List each line in the listing below that contains the string "gray". Case counts.

BEGIN Input material

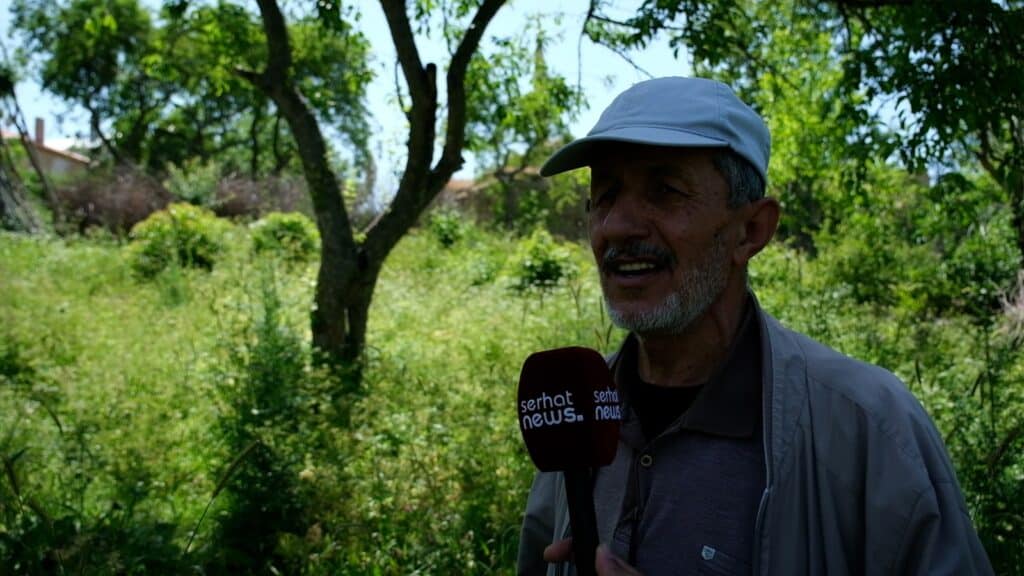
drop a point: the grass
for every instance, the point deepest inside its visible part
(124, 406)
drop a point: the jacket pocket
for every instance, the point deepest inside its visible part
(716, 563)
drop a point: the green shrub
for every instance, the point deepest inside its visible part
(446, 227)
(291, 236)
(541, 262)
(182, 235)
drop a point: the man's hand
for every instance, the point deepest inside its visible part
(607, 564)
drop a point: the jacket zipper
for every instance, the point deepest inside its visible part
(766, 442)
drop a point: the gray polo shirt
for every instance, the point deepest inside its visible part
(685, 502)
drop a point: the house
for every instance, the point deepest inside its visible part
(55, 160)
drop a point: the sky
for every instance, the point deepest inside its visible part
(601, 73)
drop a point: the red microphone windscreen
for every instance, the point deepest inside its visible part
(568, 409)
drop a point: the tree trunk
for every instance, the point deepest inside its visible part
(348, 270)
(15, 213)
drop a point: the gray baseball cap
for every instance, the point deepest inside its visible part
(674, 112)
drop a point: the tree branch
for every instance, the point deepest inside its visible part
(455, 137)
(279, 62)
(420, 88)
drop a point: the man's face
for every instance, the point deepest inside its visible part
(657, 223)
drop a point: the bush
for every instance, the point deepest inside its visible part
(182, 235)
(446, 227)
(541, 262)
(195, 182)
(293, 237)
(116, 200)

END Input material
BEGIN Input material

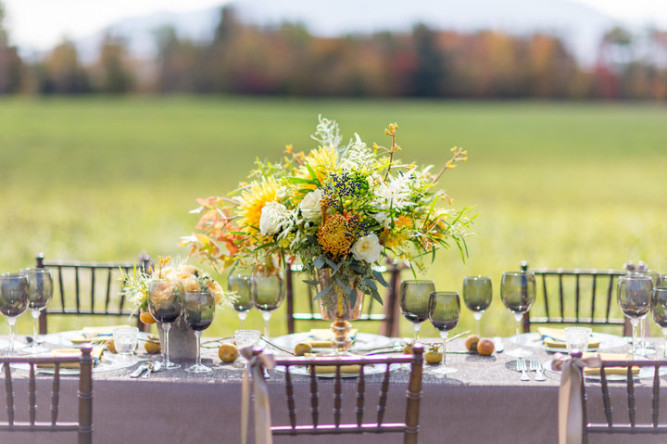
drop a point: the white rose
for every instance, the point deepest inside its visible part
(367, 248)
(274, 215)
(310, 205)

END Input material

Solution:
drop a point: the gray polo shirt
drop a point: the gray baseball cap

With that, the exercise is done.